-- BEGIN Selected passage --

So you have mistyped the question as I suspected - see post #4.

One way of getting the answer is given in post #2. Study it. If you do not understand that method, then you will need to say so. There are several other methods that can be used.

7. I understand in your post #2 that why I get that answer. However my teacher didn't allows us to use that menthod thank you for you help sir.

8. Clearly there is a typo.
But once that is resolved, my favourite way to solve these type of limits is by multiplying by the conjugate. Not many people teach that these days.

9. Originally Posted by matheagle
Clearly there is a typo.
But once that is resolved, my favourite way to solve these type of limits is by multiplying by the conjugate. Not many people teach that these days.
I was going to do that but decided it was too much work to type it up.

10. I agree. I'm helping someone right now.
But substituting the math and typing tex at the same is tough for me.
I'm afraid I'll do a stupid calculation and I cannot edit after 15 minutes.
Leaving forever with a dumb math error.
That would be embarassing.
I really like the conjugate technique.

11. uhm... could you just simply tell me the procedure.? or just give a simple example. So that I can figure it out.... I was stuck in how to get x out of the squareroot value.

12. Originally Posted by thangbe
I understand in your post #2 that why I get that answer. However my teacher didn't allows us to use that menthod thank you for you help sir.
Note that $\frac{1}{\sqrt{a + x + 2}} - \frac{1}{\sqrt{a+2}} = \frac{\sqrt{a+2} - \sqrt{a+x+2}}{\sqrt{a+x+2} \, \sqrt{a+2}}$.

Therefore:

$\frac{\frac{1}{\sqrt{a + x + 2}} - \frac{1}{\sqrt{a+2}}}{x} = \frac{\sqrt{a+2} - \sqrt{a+x+2}}{x \sqrt{a+x+2} \, \sqrt{a+2}}$

$= \frac{(\sqrt{a+2} - \sqrt{a+x+2}) \cdot (\sqrt{a+2} + \sqrt{a+x+2})}{x \sqrt{a+x+2} \, \sqrt{a+2} \cdot (\sqrt{a+2} + \sqrt{a+x+2})}$

$= \frac{(a + 2) - (a + x + 2)}{x \sqrt{a+x+2} \, \sqrt{a+2} \cdot (\sqrt{a+2} + \sqrt{a+x+2})}$

$= \frac{-x}{x \sqrt{a+x+2} \, \sqrt{a+2} \cdot (\sqrt{a+2} + \sqrt{a+x+2})}$

$= \frac{-1}{\sqrt{a+x+2} \, \sqrt{a+2} \cdot (\sqrt{a+2} + \sqrt{a+x+2})}$.

Now take the limit $x \rightarrow 0$.

13. thank you so much for helping

-- END Selected passage --

Could you copy the forum thread from "9. Originally Posted" up to and including "type it up.", renaming "conjugate" to "radical conjugate" throughout?

-- BEGIN Record set --

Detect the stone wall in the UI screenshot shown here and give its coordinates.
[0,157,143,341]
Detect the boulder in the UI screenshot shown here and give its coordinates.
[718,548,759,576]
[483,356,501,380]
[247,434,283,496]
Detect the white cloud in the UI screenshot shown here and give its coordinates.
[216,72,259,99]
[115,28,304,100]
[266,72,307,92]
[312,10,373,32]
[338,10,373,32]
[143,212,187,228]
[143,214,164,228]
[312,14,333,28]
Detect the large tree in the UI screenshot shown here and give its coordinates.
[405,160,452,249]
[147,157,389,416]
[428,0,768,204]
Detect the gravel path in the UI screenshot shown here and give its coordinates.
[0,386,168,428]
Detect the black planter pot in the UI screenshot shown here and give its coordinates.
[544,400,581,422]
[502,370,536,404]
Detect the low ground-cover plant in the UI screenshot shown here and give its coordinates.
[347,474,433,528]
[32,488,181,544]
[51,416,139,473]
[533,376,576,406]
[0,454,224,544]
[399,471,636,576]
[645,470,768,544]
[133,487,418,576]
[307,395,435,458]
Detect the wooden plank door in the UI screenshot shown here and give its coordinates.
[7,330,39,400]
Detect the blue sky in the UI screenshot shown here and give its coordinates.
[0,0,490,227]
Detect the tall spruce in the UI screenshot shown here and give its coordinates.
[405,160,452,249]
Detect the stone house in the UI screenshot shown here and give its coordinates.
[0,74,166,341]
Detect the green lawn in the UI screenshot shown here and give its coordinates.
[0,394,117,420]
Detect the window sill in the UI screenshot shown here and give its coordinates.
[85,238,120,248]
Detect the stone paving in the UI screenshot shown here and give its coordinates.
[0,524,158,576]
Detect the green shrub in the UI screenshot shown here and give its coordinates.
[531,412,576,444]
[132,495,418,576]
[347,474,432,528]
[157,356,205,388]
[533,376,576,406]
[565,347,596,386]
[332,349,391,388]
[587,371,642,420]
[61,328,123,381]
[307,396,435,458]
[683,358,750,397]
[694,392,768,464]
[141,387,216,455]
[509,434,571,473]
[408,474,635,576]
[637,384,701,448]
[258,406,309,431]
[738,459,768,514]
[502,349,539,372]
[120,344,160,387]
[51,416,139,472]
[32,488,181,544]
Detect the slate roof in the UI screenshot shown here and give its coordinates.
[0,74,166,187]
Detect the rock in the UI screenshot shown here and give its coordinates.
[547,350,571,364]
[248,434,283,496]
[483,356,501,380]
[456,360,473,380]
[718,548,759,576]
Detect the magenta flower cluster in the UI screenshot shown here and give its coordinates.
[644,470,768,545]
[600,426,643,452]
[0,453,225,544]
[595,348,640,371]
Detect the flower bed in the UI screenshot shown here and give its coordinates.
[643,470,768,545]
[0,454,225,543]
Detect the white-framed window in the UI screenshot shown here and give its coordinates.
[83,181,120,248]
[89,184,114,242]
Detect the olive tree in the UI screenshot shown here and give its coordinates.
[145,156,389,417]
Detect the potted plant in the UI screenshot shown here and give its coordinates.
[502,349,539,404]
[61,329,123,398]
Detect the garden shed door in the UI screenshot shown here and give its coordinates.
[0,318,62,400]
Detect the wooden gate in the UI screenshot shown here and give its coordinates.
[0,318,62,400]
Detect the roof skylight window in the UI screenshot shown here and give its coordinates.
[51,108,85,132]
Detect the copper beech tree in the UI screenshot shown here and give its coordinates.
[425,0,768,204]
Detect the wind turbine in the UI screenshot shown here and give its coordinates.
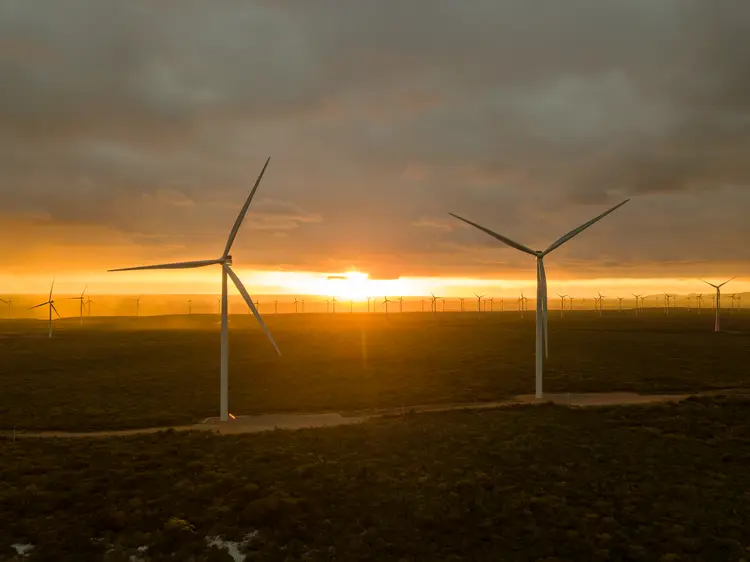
[380,297,393,318]
[596,291,604,316]
[474,293,485,312]
[701,276,736,332]
[632,293,641,316]
[451,199,629,398]
[67,285,89,325]
[29,279,60,337]
[112,158,281,422]
[0,297,13,318]
[557,293,568,318]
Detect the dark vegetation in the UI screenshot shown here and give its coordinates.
[0,310,750,431]
[0,397,750,562]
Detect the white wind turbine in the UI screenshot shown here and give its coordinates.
[451,199,629,398]
[29,279,60,337]
[110,158,281,422]
[557,293,568,318]
[380,297,393,318]
[68,285,89,325]
[701,276,736,332]
[430,293,440,316]
[596,291,604,316]
[0,297,13,318]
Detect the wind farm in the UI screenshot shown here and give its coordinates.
[0,0,750,562]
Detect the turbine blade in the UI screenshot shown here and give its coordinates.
[222,156,271,257]
[448,213,536,256]
[224,265,281,357]
[544,199,630,256]
[107,260,221,271]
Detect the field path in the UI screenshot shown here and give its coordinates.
[4,389,750,439]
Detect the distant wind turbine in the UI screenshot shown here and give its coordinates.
[0,297,13,318]
[112,154,281,422]
[67,285,89,325]
[474,293,485,312]
[632,293,641,316]
[701,277,734,332]
[380,297,393,318]
[451,199,628,398]
[29,279,60,337]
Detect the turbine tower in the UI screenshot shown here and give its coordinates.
[110,158,281,422]
[451,199,629,398]
[557,293,568,318]
[29,279,60,337]
[701,277,734,332]
[68,285,89,326]
[380,297,393,318]
[632,293,641,316]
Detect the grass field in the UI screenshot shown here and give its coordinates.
[0,398,750,562]
[0,310,750,431]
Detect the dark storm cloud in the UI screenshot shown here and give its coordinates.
[0,0,750,275]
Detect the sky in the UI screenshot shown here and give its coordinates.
[0,0,750,294]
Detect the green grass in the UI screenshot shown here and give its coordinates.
[0,398,750,562]
[0,311,750,431]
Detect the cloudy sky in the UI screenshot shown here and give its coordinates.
[0,0,750,296]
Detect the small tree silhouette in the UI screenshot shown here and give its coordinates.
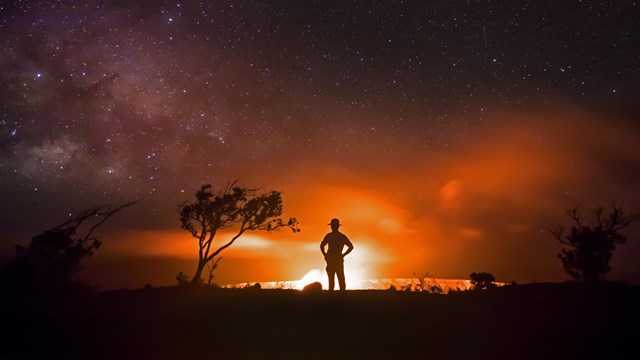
[179,182,300,284]
[2,202,134,291]
[551,204,637,282]
[469,272,496,290]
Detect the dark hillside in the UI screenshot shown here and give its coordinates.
[0,283,640,359]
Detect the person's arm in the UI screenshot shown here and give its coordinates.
[342,235,353,257]
[320,236,327,257]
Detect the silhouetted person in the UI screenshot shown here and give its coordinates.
[320,219,353,290]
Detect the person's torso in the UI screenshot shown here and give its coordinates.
[325,232,347,257]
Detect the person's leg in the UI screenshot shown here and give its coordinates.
[336,263,347,290]
[327,265,336,291]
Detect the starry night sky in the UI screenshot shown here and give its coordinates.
[0,1,640,284]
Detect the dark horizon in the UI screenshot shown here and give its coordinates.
[0,1,640,288]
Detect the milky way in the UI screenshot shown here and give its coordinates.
[0,1,640,286]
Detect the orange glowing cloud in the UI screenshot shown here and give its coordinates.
[94,105,640,283]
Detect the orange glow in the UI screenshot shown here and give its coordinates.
[89,107,640,286]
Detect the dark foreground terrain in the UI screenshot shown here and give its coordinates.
[0,283,640,359]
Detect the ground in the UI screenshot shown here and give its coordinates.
[0,283,640,359]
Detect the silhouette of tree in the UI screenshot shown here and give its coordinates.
[2,202,134,291]
[207,256,222,286]
[179,182,300,284]
[469,272,496,290]
[551,204,637,282]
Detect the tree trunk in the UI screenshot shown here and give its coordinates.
[190,261,206,285]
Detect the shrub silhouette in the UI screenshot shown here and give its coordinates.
[551,204,637,282]
[179,182,300,285]
[0,202,134,293]
[469,272,496,290]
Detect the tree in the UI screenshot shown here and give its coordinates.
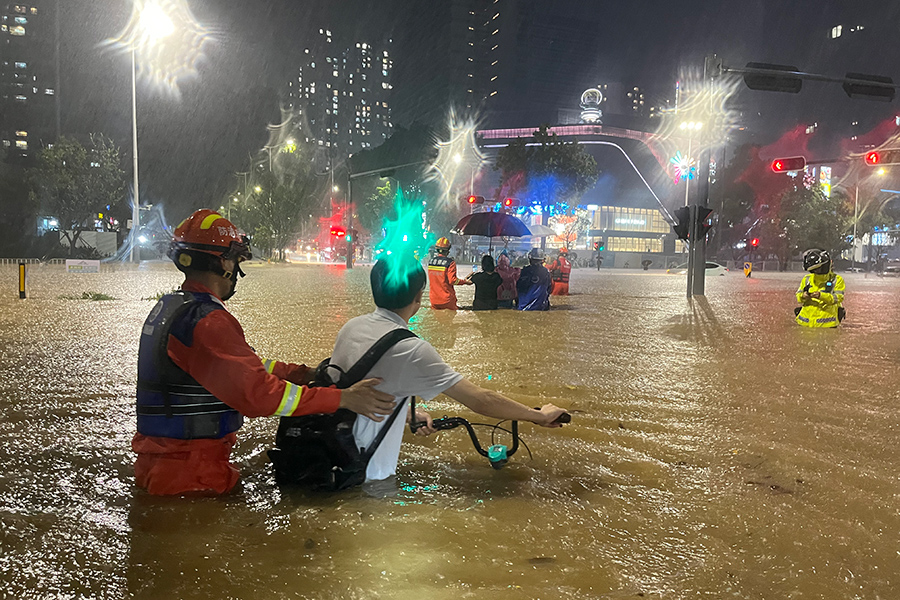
[354,179,396,237]
[234,146,325,260]
[856,196,900,269]
[29,134,125,256]
[494,125,600,225]
[780,186,853,256]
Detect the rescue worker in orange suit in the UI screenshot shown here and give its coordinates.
[548,248,572,296]
[131,209,394,495]
[428,238,472,310]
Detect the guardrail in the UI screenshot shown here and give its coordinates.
[0,258,66,265]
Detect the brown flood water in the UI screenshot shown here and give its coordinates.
[0,264,900,600]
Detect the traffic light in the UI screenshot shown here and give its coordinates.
[672,206,691,240]
[697,206,712,238]
[865,148,900,167]
[772,156,806,173]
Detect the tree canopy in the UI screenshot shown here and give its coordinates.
[29,134,125,253]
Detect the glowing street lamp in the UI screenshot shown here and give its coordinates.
[131,4,175,262]
[678,121,703,206]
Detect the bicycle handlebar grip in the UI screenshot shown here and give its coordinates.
[534,406,572,423]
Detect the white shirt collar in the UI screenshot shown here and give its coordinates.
[372,307,409,329]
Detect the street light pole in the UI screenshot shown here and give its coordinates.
[131,48,141,262]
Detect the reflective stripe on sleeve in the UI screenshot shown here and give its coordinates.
[273,381,303,417]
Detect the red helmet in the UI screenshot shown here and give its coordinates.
[168,208,253,268]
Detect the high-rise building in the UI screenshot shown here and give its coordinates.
[0,0,59,163]
[394,0,519,125]
[286,29,394,165]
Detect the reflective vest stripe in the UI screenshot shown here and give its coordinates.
[275,382,303,417]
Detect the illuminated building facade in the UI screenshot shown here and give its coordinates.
[286,29,394,160]
[590,206,681,254]
[0,0,59,164]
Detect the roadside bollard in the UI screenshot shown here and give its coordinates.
[19,263,25,300]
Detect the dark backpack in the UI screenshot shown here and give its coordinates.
[268,328,415,491]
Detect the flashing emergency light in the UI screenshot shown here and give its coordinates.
[772,156,806,173]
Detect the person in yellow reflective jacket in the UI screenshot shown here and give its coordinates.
[794,250,845,327]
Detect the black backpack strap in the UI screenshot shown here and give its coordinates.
[341,327,416,387]
[361,398,406,465]
[346,327,416,465]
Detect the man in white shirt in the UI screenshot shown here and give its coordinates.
[331,257,565,481]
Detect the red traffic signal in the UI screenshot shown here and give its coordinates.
[772,156,806,173]
[865,148,900,167]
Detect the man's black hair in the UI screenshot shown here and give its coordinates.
[369,256,426,310]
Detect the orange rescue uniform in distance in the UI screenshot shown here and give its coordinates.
[428,254,465,310]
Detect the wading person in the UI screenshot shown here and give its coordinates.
[497,250,520,308]
[428,238,472,310]
[794,250,845,327]
[548,248,572,296]
[516,248,553,310]
[131,209,394,495]
[331,257,565,480]
[469,254,503,310]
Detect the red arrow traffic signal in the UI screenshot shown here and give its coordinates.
[772,156,806,173]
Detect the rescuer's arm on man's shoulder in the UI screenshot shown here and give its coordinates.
[167,310,394,421]
[444,378,566,427]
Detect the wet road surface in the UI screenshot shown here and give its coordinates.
[0,264,900,600]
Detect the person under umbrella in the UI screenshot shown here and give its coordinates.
[516,248,553,310]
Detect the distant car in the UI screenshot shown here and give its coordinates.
[666,262,728,276]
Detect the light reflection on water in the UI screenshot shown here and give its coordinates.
[0,264,900,599]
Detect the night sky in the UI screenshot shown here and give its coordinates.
[60,0,900,220]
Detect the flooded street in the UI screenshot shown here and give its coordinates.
[0,263,900,600]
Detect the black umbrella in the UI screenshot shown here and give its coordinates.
[453,212,531,252]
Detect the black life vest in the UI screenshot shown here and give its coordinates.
[137,291,244,440]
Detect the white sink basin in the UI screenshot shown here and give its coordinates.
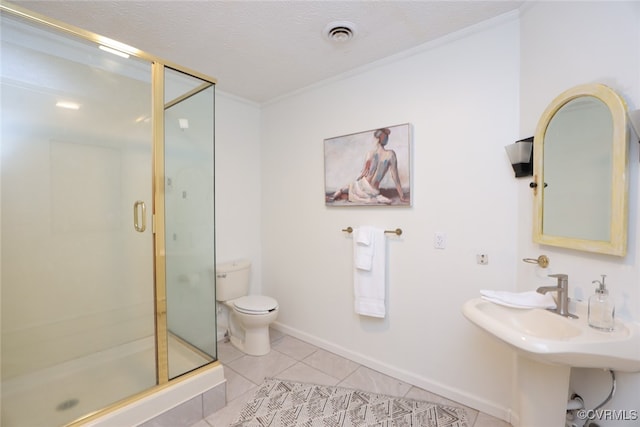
[462,298,640,372]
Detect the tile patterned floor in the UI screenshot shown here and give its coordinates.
[192,331,510,427]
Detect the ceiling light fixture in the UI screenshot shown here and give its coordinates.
[98,45,129,58]
[56,101,80,110]
[324,21,356,43]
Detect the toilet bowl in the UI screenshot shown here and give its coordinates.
[216,260,279,356]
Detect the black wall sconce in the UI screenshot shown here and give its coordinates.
[504,137,533,178]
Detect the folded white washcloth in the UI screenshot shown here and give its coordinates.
[353,226,375,271]
[480,290,556,308]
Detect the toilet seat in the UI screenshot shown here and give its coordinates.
[233,295,278,315]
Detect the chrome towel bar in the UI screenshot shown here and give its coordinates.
[342,227,402,236]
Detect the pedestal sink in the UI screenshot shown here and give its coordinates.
[462,298,640,426]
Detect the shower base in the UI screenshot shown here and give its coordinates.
[0,337,210,427]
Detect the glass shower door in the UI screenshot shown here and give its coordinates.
[164,68,217,378]
[0,13,156,427]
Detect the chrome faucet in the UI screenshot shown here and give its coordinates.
[536,274,578,319]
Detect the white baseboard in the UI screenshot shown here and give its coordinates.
[271,321,513,422]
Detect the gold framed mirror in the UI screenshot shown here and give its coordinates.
[533,84,628,256]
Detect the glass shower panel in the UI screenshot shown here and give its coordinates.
[0,13,156,427]
[164,68,216,378]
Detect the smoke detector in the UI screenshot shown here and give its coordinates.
[324,21,356,43]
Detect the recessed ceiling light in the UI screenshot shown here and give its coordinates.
[324,21,356,43]
[56,101,80,110]
[98,45,129,58]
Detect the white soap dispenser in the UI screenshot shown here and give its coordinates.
[589,274,616,331]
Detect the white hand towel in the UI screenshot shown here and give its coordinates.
[353,228,387,318]
[353,227,375,271]
[480,290,556,308]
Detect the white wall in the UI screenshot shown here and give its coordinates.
[216,2,640,425]
[261,15,521,417]
[215,91,262,291]
[518,2,640,426]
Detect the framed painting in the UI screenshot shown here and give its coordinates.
[324,123,411,206]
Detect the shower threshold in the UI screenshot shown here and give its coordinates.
[0,335,212,427]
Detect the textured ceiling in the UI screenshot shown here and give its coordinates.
[12,0,522,103]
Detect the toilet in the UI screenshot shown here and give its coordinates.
[216,260,278,356]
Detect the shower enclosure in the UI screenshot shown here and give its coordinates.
[0,4,217,427]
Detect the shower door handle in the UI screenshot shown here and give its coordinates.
[133,200,147,233]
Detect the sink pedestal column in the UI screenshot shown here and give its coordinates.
[516,355,571,427]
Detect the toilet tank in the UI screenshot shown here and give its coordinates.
[216,259,251,301]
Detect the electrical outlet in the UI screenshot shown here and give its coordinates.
[433,231,447,249]
[476,254,489,265]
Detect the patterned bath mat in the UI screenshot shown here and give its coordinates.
[231,378,469,427]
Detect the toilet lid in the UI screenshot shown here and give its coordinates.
[233,295,278,314]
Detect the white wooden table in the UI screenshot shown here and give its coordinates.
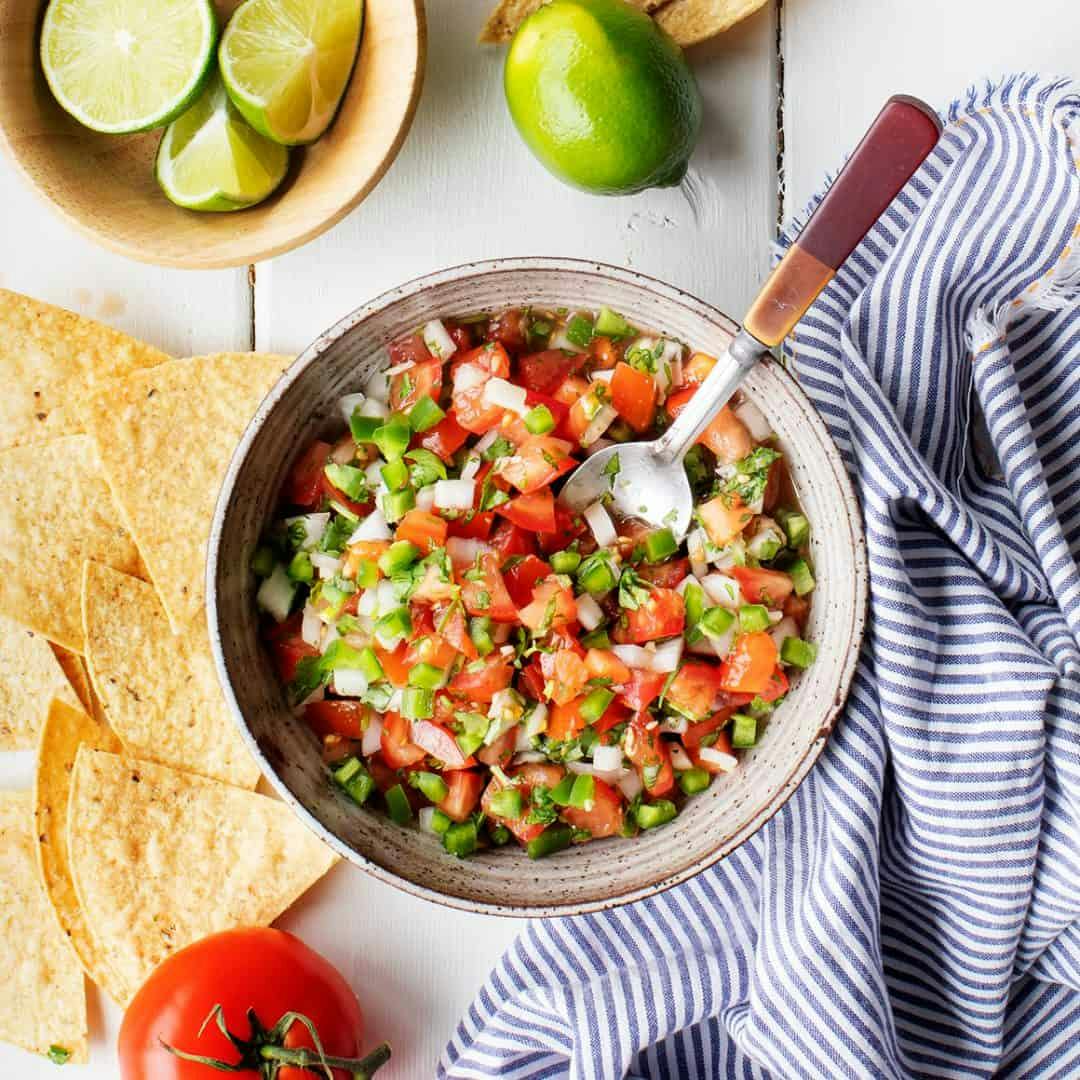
[0,0,1080,1080]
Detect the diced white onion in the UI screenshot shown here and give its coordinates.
[701,573,743,611]
[360,710,382,757]
[334,667,367,698]
[349,509,393,543]
[698,746,739,772]
[420,319,458,361]
[593,746,622,772]
[446,537,494,570]
[484,378,528,416]
[338,393,367,423]
[652,637,684,673]
[578,593,604,630]
[734,397,772,443]
[584,502,619,548]
[434,480,476,510]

-- END Record set --

* **Written response**
9. Originally Posted by matheagle
Clearly there is a typo.
But once that is resolved, my favourite way to solve these type of limits is by multiplying by the radical conjugate. Not many people teach that these days.
I was going to do that but decided it was too much work to type it up.